Protocolli e verità

Colloquio con Riccardo Di Segni e Umberto Eco di Wlodek Goldkorn Nel suo “Il Cimitero di Praga”, Eco spiega com’è stato costruito il più noto dei pamphlet antisemiti. Ma non convince fino in fondo il rabbino di Roma. Che qui dice: il messaggio è ambivalente e pericoloso. L’autore risponde

Umberto Eco è sempre stato ossessionato dalla costruzione de “I Protocolli dei Savi Anziani di Sion”, la madre di ogni pamphlet antisemita, pubblicato perla prima volta in Russia nel 1903. Ne aveva accennato nel “Pendolo di Foucault”, a quel testo aveva dedicato quasi un capitolo nelle Norton Lectures, “Sei passeggiate nei boschi narrativi”. Ha scritto pure una prefazione al celeberrimo comix di Will Eisner “Il complotto”. E ora la costruzione di quel falso, le cui origini risalgono a una certa letteratura francese della metà dell’Ottocento, e dove sarebbe documentato il presunto piano degli ebrei di dominare il mondo, è al centro de “Il Cimitero di Praga”. È un romanzo in cui Eco gioca con i cliché antisemiti ottocenteschi, per smontarli. “L’Espresso” lo ha fatto incontrare con Riccardo Di Segni, rabbino capo di Roma.
Perché è affascinato dai Protocolli?
+===+
*Consegna*. Nel brano su Eco e i Protocolli, riscrivi il passo tra "Umberto Eco è" e "affascinato dai Protocolli?", inclusi, sostituendo "romanzo" con "libro". Le righe che vengono dopo sono materiale a sé, separato dal brano.

*Dati forniti*.
+===+
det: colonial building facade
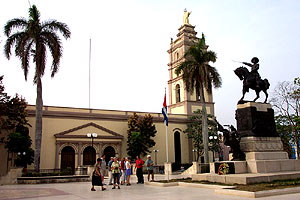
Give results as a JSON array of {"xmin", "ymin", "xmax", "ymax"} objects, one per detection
[{"xmin": 0, "ymin": 12, "xmax": 214, "ymax": 173}]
+===+
*Svolgimento*.
Umberto Eco è sempre stato ossessionato dalla costruzione de “I Protocolli dei Savi Anziani di Sion”, la madre di ogni pamphlet antisemita, pubblicato perla prima volta in Russia nel 1903. Ne aveva accennato nel “Pendolo di Foucault”, a quel testo aveva dedicato quasi un capitolo nelle Norton Lectures, “Sei passeggiate nei boschi narrativi”. Ha scritto pure una prefazione al celeberrimo comix di Will Eisner “Il complotto”. E ora la costruzione di quel falso, le cui origini risalgono a una certa letteratura francese della metà dell’Ottocento, e dove sarebbe documentato il presunto piano degli ebrei di dominare il mondo, è al centro de “Il Cimitero di Praga”. È un libro in cui Eco gioca con i cliché antisemiti ottocenteschi, per smontarli. “L’Espresso” lo ha fatto incontrare con Riccardo Di Segni, rabbino capo di Roma.
Perché è affascinato dai Protocolli?